- Provided records:
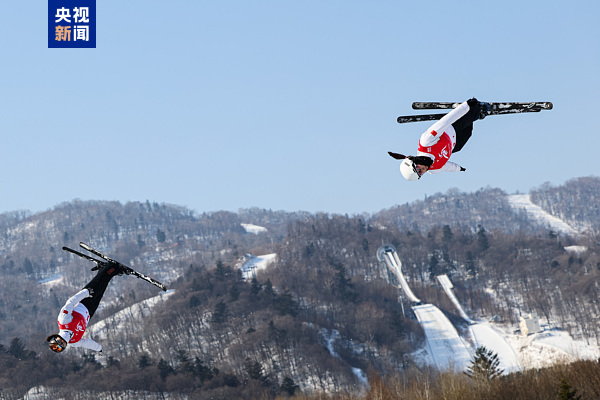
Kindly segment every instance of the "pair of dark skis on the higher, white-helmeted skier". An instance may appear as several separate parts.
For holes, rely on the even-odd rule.
[[[439,110],[456,108],[460,103],[445,103],[445,102],[415,102],[413,110]],[[552,103],[549,101],[542,102],[508,102],[508,103],[488,103],[490,110],[487,115],[502,115],[502,114],[520,114],[524,112],[540,112],[542,110],[551,110]],[[404,115],[398,117],[398,123],[419,121],[435,121],[441,119],[446,114],[423,114],[423,115]]]

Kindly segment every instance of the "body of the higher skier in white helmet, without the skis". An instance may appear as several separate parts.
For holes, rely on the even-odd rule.
[[[388,152],[400,163],[400,173],[409,181],[421,179],[425,172],[458,172],[466,169],[451,161],[450,156],[459,152],[473,133],[473,122],[483,119],[489,110],[488,103],[476,98],[461,103],[444,115],[421,135],[416,156]]]

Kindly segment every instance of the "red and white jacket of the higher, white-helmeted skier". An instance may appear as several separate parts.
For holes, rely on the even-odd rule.
[[[456,131],[452,124],[469,111],[465,101],[442,119],[431,125],[419,139],[418,156],[426,156],[433,160],[428,172],[437,174],[441,171],[458,172],[460,165],[448,161],[456,145]]]

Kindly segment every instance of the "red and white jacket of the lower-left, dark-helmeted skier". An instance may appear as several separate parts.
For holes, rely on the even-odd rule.
[[[83,333],[90,320],[88,309],[80,303],[81,300],[90,297],[87,289],[82,289],[71,297],[61,308],[58,315],[58,334],[65,339],[69,346],[85,347],[90,350],[102,351],[102,346],[92,339],[83,339]]]

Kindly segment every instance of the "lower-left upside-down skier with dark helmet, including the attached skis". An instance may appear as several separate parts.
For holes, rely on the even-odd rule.
[[[63,250],[73,253],[86,260],[96,264],[92,271],[98,270],[98,273],[87,285],[71,297],[58,314],[58,333],[46,338],[50,350],[60,353],[67,348],[67,345],[73,347],[85,347],[90,350],[99,351],[102,354],[102,346],[92,339],[83,339],[90,318],[94,315],[100,305],[100,300],[108,287],[111,279],[117,275],[133,275],[143,279],[156,287],[166,291],[167,287],[159,281],[152,279],[130,267],[113,260],[112,258],[100,253],[98,250],[88,246],[85,243],[79,244],[85,250],[101,258],[90,257],[78,251],[63,247]]]

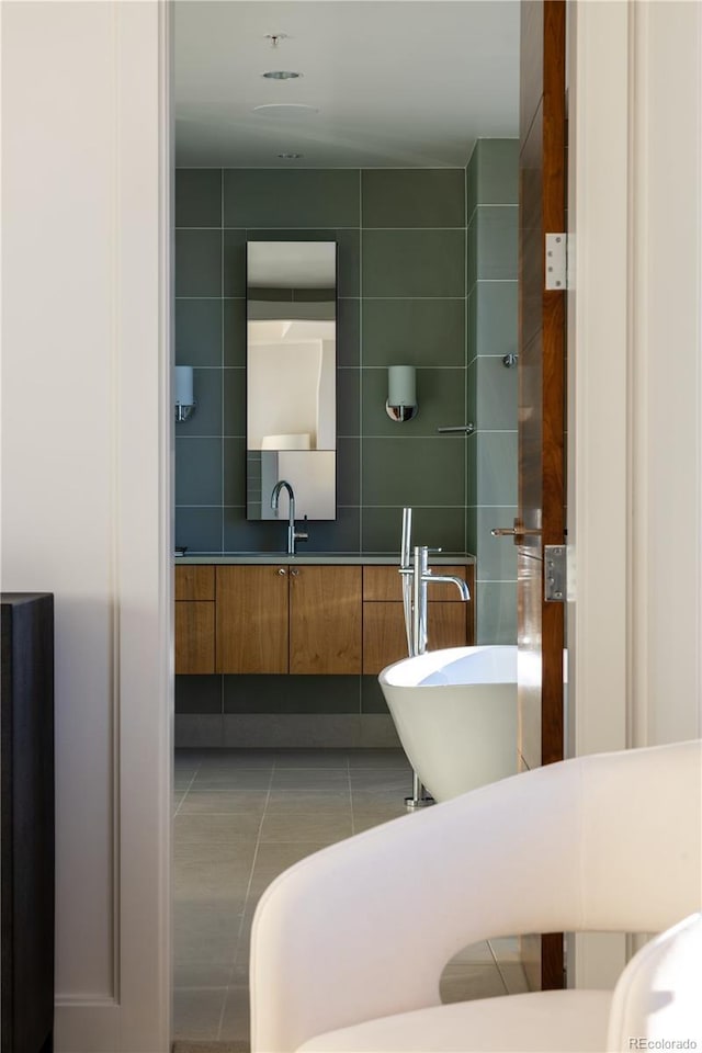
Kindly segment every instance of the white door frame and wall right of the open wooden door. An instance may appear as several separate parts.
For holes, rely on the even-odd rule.
[[[569,4],[568,752],[702,734],[702,5]],[[569,982],[629,944],[578,937]]]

- Work to complete: Would you please print out all the records above exactly, minus any pictures?

- Answer to this exercise:
Kindly segment every instance of the "pair of dark skis on the higher, white-helmeted skier". An instance may appear as several separate parts.
For holes, rely on the even-odd rule.
[[[439,110],[456,108],[460,103],[445,103],[445,102],[415,102],[413,110]],[[552,103],[549,101],[542,102],[508,102],[508,103],[488,103],[490,110],[487,115],[502,115],[502,114],[520,114],[524,112],[540,112],[542,110],[551,110]],[[404,115],[398,117],[398,123],[419,121],[435,121],[441,119],[446,114],[423,114],[423,115]]]

Kindly segment every instance of the "body of the higher skier in white helmet, without the skis". An instance may appear as several separate parts.
For holes, rely on the even-odd rule.
[[[388,152],[400,163],[400,173],[409,181],[421,179],[425,172],[458,172],[466,169],[451,161],[450,156],[459,152],[473,133],[473,122],[483,119],[489,110],[488,103],[476,98],[461,103],[444,115],[421,135],[416,156]]]

Kindly segment every instance of the "red and white jacket of the higher, white-helmeted skier". An instance may appear as several separate parts.
For holes, rely on the even-odd rule.
[[[456,131],[452,124],[469,111],[465,101],[442,119],[431,125],[419,139],[418,156],[426,156],[433,160],[428,172],[437,174],[441,171],[458,172],[460,165],[448,161],[456,145]]]

Kindly segment every instance of the "red and white jacket of the lower-left, dark-helmeted skier". An instance may appear as several separate parts.
For holes, rely on the even-odd rule.
[[[83,333],[90,320],[88,309],[80,303],[81,300],[90,297],[87,289],[82,289],[71,297],[61,308],[58,315],[58,334],[65,339],[69,346],[85,347],[90,350],[102,351],[102,346],[92,339],[83,339]]]

Kindly segment every instance of the "lower-left upside-down skier with dark helmet, including the attached skis". An instance may appear as several separate parts.
For holes, rely on the even-odd rule.
[[[63,250],[73,253],[86,260],[96,264],[92,271],[98,270],[98,273],[87,285],[71,297],[58,314],[58,333],[46,338],[50,350],[60,353],[67,348],[67,345],[73,347],[85,347],[90,350],[99,351],[102,354],[102,346],[92,339],[83,339],[90,318],[94,315],[100,305],[100,300],[108,287],[111,279],[117,275],[133,275],[143,279],[156,287],[166,291],[167,287],[159,281],[152,279],[130,267],[113,260],[112,258],[100,253],[98,250],[88,246],[85,243],[79,244],[85,250],[101,258],[90,257],[78,251],[63,247]]]

Kindly segment every instance of the white door frame and wall right of the open wooden door. An instance may appear as several separate parts.
For holes, rely on the even-odd rule.
[[[569,4],[568,752],[702,734],[702,5]],[[569,982],[629,944],[578,937]]]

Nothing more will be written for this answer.